What you should do: Count the lines in the data below that contain the word "objects". Give only the number.

Extracted data:
++++

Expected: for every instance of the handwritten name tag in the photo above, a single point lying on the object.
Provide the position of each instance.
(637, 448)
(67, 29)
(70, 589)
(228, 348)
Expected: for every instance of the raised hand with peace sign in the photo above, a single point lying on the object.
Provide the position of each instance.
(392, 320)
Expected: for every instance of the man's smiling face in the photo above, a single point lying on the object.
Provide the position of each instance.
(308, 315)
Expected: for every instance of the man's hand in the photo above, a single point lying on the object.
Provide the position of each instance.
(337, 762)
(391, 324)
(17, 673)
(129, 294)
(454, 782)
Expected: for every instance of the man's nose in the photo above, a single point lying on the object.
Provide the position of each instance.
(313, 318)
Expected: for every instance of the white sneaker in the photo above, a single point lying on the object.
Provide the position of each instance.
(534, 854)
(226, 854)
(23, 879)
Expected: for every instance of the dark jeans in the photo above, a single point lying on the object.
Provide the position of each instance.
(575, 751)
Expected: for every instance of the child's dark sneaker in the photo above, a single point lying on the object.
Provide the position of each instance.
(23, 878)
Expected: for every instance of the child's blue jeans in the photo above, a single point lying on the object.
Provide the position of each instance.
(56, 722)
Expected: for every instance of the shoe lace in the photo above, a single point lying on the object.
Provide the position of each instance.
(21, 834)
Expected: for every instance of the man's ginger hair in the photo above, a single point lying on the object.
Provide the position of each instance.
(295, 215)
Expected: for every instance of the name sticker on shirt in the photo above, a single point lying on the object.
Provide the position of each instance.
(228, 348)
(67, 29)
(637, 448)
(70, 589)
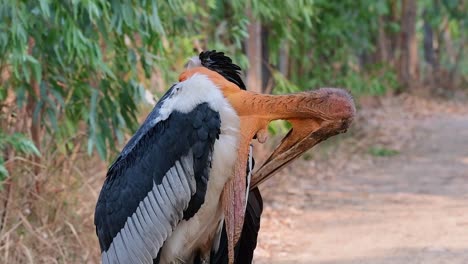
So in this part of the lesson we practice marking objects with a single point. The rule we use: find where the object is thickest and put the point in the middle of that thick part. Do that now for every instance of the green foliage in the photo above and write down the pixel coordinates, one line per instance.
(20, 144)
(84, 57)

++++

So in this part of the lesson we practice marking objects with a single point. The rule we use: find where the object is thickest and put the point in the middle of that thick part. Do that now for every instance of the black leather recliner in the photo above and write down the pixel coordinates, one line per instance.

++++

Right answer: 2